- **OBJECTIVE**
Make an exact copy of each entry, leaving out every picture.

- **DATA LISTING**
···

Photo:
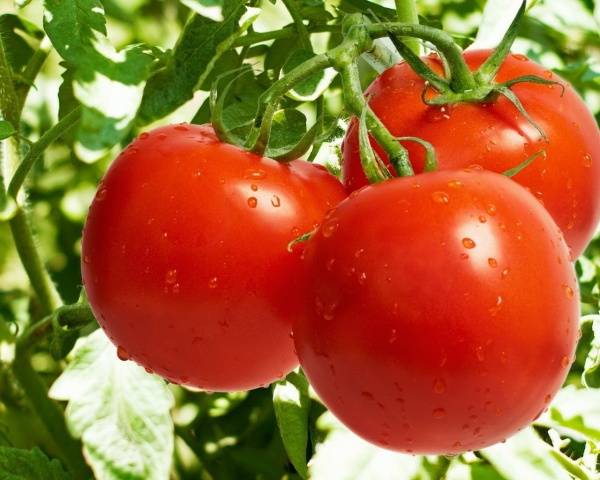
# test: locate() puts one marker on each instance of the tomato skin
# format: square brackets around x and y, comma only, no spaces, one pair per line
[185,258]
[448,322]
[498,138]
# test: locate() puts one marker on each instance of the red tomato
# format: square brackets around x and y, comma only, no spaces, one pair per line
[185,257]
[497,137]
[445,324]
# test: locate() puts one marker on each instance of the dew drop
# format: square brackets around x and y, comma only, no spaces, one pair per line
[439,413]
[440,197]
[468,243]
[101,194]
[171,277]
[255,174]
[329,228]
[569,291]
[122,353]
[439,386]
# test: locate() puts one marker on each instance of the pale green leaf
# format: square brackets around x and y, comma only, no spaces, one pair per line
[292,405]
[344,456]
[17,464]
[120,412]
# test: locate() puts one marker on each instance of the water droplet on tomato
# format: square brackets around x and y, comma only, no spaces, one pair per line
[497,307]
[439,413]
[122,353]
[101,193]
[569,291]
[256,174]
[171,277]
[439,386]
[440,197]
[490,208]
[468,243]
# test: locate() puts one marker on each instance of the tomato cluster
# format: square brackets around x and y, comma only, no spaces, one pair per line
[436,313]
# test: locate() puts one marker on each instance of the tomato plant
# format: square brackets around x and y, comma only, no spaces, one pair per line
[426,359]
[162,172]
[496,136]
[203,300]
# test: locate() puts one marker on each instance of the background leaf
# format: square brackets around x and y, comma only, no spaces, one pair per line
[16,464]
[292,405]
[120,412]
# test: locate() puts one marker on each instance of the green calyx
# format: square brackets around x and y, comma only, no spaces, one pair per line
[462,85]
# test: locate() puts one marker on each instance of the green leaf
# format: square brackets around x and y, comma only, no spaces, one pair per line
[527,456]
[314,86]
[18,51]
[199,46]
[292,405]
[212,9]
[108,83]
[591,373]
[344,456]
[120,412]
[575,412]
[288,127]
[17,464]
[6,129]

···

- **WORKED SOLUTION**
Photo:
# test: locate() puts one marker on each instance of the tomato skin
# format: square brackets around x and y, comma only, no spaces, one pair per line
[185,258]
[448,322]
[498,138]
# test: locate() puts one marker on each instance of the red tomato
# format: square brackets around x and y, comma only, no spaces, one pair per line
[185,257]
[497,137]
[445,324]
# test: locate() puts one marker on each instance of the dew drop
# format: square brackets around x and y, comma only, no spaces, one pair per line
[439,413]
[440,197]
[468,243]
[101,194]
[171,277]
[255,174]
[329,228]
[569,291]
[122,353]
[439,386]
# test: locate() puts one marker on each instance of the pale green leaf
# format: square brackets around x and y, comma only, no spaces, one pair per line
[292,405]
[344,456]
[17,464]
[120,412]
# test: locate() puts one marker on each instance of the water droplet on tomato
# format: square brackets around x and y, comma only, no spaces, one pair per line
[497,307]
[439,413]
[122,353]
[101,193]
[569,291]
[256,174]
[171,277]
[439,386]
[440,197]
[490,208]
[468,243]
# test: locate() puts one marker on each instance of the tomato cluster
# format: square brackets around x and y, comma only, no spaces, one pair per line
[436,313]
# test: locate() puts one marker on each instance of the tomato plant
# format: square brackets around x and y, comma only, no spaces, one pair per line
[426,359]
[162,172]
[496,136]
[203,300]
# test: locate() puts one marker on each instance of the background leaf
# format: square brackets around x and y, comma only, no spaces, one pair per line
[16,464]
[292,405]
[120,412]
# test: locate() puts one marker on each instance of the green calyx
# format: square brackets around x and y, comma only, no spaces, one pair per line
[462,85]
# test: locate() puts one marker on each instance of the green leaf
# format: square brackets around x and y, comma only, no spaces, one pair per line
[527,456]
[314,86]
[18,51]
[199,46]
[292,405]
[212,9]
[108,83]
[591,373]
[344,456]
[120,412]
[575,412]
[288,127]
[17,464]
[6,129]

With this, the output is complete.